不安や悩みの相談に対応する「京都いのちの電話」。新型コロナウイルスに関する相談が多く寄せられている(京都市内)

不安や悩みの相談に対応する「京都いのちの電話」。新型コロナウイルスに関する相談が多く寄せられている(京都市内)

 「仕事がなくなった」「外出ができず夫婦仲が悪くなった」―。新型コロナウイルスが主な訴えの相談が4月以降、自殺防止に取り組む社会福祉法人「京都いのちの電話」に多く寄せられている。4、5月とも全件数の1割弱だが「相談の半分以上でコロナが話題に上がる」という状態。今年の国内の自殺者数は過去最少だった昨年を下回るペースだが、景気の見通しが不透明な中、関係者が今後に気をもんでいる。

 「京都いのちの電話」の事務局によると、コロナが主な訴えの相談は4月が77件(全相談件数1230件)、5月は95件(同1141件)。内容は経済関連や人間関係、心理的な問題と多岐にわたる。
 相談員が受けきれなかった電話を含む着信総数は4月で5万8351件に上り、前年同月比で1万1千件以上も増えた。中瀬真弓事務局長は「電話の先に社会が見える。着信の総数を見ても不安な人が多いのが分かる。心配なことを言葉にしたいのは当たり前。孤立を和らげることで自分の中に生きる力を見いだしてくれたら」と相談を呼び掛ける。
 京都府自殺ストップセンターでも4月下旬からコロナに関する相談が目立ち始め、6月12日までに12件が寄せられた。
 2019年の自殺者数は、警察庁のまとめでは統計を開始した1978年以来最少の2万169人だった。同庁の速報値によると、今年も5月までは京都、滋賀ともに昨年を下回るペースで推移している。
 ただ同センターを所管する府地域福祉推進課の佐藤昌昭参事は「今は機能している支援策が切れた時にしんどい思いをする人が増えるだろう。今後を注視する必要がある」と話す。
 それぞれの相談窓口は、京都いのちの電話075(864)4343、京都府自殺ストップセンター0570(783)797。

※ ※ ※

_課題_
- 1) 課題文のうち、「京都府自殺ストップセンターで」から「ー0570(783)797。」までの部分を一字一句変えずに再掲してください。
- 2) 課題文で、新型コロナウイルスが主な訴えの相談の内容として挙げられている分野をすべて列挙してください。
解答の根拠は課題文だけに求めること。

※ ※ ※

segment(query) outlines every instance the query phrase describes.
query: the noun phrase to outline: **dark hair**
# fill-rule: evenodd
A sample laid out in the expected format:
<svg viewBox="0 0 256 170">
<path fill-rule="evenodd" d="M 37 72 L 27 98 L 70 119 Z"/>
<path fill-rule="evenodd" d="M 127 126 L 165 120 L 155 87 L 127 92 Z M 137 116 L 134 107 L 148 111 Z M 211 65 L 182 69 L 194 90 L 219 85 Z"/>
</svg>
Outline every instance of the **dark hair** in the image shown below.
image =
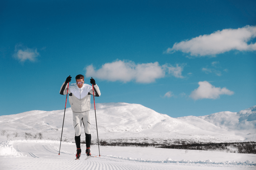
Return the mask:
<svg viewBox="0 0 256 170">
<path fill-rule="evenodd" d="M 77 79 L 83 79 L 83 81 L 84 81 L 84 77 L 82 74 L 78 74 L 76 76 L 76 80 Z"/>
</svg>

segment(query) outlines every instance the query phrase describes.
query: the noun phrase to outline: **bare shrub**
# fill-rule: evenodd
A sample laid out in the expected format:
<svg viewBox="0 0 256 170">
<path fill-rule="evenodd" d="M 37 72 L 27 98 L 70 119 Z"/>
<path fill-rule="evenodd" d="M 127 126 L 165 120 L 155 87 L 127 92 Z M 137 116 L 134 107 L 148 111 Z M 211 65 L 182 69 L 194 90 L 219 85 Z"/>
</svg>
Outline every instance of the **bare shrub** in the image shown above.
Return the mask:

※ ※ ※

_解答_
- 1)
京都府自殺ストップセンターでも4月下旬からコロナに関する相談が目立ち始め、6月12日までに12件が寄せられた。
 2019年の自殺者数は、警察庁のまとめでは統計を開始した1978年以来最少の2万169人だった。同庁の速報値によると、今年も5月までは京都、滋賀ともに昨年を下回るペースで推移している。
 ただ同センターを所管する府地域福祉推進課の佐藤昌昭参事は「今は機能している支援策が切れた時にしんどい思いをする人が増えるだろう。今後を注視する必要がある」と話す。
 それぞれの相談窓口は、京都いのちの電話075(864)4343、京都府自殺ストップセンター0570(783)797。

- 2) 経済関連、人間関係、心理的な問題